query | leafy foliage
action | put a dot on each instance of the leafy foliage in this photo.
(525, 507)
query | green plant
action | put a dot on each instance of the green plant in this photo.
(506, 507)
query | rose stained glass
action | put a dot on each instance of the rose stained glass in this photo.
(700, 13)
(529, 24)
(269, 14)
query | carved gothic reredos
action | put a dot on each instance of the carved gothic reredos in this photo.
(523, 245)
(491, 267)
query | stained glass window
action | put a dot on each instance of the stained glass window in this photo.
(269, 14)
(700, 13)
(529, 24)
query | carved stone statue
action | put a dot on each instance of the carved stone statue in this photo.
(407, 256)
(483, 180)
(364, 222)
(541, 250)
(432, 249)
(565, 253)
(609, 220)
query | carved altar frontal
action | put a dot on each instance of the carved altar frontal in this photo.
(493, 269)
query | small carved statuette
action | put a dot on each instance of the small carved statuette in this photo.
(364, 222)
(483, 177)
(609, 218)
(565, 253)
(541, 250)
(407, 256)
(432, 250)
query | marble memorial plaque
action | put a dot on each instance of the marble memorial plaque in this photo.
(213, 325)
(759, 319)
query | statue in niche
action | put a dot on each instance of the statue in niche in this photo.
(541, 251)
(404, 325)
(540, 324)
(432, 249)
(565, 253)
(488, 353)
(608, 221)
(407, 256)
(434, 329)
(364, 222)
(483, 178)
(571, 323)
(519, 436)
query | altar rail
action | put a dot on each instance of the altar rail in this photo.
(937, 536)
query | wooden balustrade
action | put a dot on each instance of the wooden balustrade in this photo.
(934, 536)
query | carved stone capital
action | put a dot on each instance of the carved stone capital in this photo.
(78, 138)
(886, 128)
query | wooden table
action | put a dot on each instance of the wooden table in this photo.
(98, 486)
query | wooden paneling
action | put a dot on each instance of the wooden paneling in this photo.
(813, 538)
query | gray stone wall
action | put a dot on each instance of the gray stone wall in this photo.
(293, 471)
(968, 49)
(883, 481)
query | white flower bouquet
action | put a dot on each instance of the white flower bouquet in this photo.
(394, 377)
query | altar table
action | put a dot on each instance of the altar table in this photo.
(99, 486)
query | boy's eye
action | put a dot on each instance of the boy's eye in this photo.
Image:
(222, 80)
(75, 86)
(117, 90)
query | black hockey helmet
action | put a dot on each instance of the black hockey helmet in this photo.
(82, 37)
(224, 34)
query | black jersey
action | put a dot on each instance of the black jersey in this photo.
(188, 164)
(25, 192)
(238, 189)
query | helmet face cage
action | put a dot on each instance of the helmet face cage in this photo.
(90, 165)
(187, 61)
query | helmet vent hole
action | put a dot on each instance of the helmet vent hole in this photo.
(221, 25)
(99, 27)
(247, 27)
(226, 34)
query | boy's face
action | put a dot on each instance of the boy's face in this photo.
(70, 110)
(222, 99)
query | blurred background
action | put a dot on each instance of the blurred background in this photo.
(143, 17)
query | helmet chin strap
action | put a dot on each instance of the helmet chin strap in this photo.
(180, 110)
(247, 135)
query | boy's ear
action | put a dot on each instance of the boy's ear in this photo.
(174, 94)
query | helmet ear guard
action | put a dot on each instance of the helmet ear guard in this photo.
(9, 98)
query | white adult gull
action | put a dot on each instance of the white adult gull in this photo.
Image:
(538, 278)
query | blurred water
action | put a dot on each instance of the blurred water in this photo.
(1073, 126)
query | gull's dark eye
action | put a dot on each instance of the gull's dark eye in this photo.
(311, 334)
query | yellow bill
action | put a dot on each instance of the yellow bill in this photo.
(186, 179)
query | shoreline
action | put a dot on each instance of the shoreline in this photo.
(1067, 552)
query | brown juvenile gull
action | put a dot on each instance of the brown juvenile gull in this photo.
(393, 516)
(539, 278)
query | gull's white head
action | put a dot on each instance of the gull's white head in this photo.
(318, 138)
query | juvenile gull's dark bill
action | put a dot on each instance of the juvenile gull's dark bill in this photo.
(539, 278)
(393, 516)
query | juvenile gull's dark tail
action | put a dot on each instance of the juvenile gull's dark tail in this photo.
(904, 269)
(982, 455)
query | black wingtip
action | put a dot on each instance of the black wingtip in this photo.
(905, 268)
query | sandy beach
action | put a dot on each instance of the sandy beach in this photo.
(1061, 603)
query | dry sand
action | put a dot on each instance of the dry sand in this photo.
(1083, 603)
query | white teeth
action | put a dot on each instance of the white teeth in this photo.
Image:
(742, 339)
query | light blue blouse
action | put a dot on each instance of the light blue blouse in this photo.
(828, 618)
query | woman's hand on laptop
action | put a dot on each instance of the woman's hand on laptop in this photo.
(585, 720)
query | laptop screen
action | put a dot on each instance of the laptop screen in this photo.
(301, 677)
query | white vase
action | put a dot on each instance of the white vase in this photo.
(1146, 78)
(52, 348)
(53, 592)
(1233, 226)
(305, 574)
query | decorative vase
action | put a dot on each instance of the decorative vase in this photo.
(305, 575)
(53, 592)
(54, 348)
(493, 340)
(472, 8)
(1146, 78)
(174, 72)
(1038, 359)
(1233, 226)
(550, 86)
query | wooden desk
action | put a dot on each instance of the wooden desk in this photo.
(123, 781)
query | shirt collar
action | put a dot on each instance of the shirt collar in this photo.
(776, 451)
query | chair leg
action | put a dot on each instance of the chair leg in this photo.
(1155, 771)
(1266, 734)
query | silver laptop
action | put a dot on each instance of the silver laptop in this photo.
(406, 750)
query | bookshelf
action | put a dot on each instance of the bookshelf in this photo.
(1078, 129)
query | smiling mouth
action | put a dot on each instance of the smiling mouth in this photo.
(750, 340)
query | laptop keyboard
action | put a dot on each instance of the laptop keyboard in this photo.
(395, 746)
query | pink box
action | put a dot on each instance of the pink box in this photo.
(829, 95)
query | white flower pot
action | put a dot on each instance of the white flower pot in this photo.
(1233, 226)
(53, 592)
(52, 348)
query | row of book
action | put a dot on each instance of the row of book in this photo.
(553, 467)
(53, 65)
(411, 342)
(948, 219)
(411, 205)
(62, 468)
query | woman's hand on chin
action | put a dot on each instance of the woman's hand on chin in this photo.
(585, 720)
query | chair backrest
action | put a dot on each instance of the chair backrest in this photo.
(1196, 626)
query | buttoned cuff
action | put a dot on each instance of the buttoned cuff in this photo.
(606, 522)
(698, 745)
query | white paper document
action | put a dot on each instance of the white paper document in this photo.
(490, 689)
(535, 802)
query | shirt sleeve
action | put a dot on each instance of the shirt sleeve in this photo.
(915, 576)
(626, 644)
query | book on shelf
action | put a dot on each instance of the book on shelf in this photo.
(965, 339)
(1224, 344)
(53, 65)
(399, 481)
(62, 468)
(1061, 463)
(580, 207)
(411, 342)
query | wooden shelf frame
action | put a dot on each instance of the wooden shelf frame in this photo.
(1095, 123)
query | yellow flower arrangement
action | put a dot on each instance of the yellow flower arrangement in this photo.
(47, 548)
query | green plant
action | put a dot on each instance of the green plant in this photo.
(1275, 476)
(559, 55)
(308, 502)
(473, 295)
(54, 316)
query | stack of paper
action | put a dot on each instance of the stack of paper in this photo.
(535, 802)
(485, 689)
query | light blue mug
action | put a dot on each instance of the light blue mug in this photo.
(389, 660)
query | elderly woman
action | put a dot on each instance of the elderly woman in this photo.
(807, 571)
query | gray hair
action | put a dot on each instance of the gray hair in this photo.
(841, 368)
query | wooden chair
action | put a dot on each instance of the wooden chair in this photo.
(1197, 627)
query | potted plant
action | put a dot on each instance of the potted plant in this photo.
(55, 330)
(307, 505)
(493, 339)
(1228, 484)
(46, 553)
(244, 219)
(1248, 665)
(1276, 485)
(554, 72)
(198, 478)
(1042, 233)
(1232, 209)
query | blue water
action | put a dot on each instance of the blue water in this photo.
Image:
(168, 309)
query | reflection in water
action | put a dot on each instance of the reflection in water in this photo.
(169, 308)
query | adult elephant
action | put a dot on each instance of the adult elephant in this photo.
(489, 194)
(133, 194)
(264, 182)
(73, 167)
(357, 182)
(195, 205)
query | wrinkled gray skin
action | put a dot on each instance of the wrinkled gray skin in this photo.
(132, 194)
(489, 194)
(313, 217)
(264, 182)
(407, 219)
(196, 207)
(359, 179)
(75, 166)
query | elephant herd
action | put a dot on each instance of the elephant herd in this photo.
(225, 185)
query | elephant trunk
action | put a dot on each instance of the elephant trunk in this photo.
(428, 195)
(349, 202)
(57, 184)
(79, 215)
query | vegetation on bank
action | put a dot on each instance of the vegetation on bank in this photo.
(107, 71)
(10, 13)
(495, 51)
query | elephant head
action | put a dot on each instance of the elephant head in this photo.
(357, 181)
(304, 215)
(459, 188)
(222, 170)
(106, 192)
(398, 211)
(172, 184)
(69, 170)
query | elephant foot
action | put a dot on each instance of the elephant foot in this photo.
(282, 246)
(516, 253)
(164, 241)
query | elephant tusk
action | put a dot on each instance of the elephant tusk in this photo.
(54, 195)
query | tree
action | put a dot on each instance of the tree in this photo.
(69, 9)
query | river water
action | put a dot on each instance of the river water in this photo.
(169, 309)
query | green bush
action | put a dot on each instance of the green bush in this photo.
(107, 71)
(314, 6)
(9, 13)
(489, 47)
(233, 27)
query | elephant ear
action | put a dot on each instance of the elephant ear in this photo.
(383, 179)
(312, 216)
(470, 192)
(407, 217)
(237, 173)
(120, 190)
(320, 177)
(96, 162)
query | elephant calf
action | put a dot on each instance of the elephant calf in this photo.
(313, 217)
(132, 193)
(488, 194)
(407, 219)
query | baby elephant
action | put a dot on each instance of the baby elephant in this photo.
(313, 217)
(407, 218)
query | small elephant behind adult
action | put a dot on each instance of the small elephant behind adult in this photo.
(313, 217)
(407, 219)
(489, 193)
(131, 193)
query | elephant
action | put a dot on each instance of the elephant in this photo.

▶ [Assignment]:
Send back an exact copy of only the lines from the line with "backrest in this photo." up to and including the line with "query | potted plant" in the data above.

▶ [Exercise result]:
action | put a dot on each instance of the chair backrest in this photo.
(1196, 626)
query | buttoned cuff
action | put a dot on each instance of the buttoned cuff in this photo.
(606, 522)
(698, 745)
query | white paper document
action | put a dot on each instance of the white paper document in this photo.
(490, 689)
(535, 802)
query | shirt sleeve
action | put a dot on each instance of the shirt sleeve in this photo.
(915, 576)
(626, 644)
query | book on shelf
action | put a dot on each instance of the book on shelf in this photo.
(965, 339)
(1224, 344)
(53, 65)
(399, 481)
(62, 468)
(1061, 463)
(580, 207)
(411, 342)
query | wooden shelf frame
action | put a dot on each instance of the wooden shelf frame in this photo.
(1095, 123)
query | yellow flower arrangement
action | put a dot on each instance of the yellow flower arrangement in this photo.
(47, 548)
query | green plant
action | put a dot on each instance of the green plant in this photo.
(1275, 476)
(559, 55)
(308, 502)
(473, 295)
(54, 316)
query | stack of paper
action | put a dot on each instance of the stack of paper in this photo.
(535, 802)
(485, 689)
query | light blue mug
action | put a dot on each instance of the light blue mug in this photo.
(389, 660)
query | elderly woman
action | put a dot on each instance of the elderly woman in this photo.
(807, 571)
query | gray hair
action | put a dot on each instance of the gray hair in this photo.
(841, 368)
query | wooden chair
action | put a dot on each instance of the wooden chair in this photo.
(1197, 627)
query | potted plant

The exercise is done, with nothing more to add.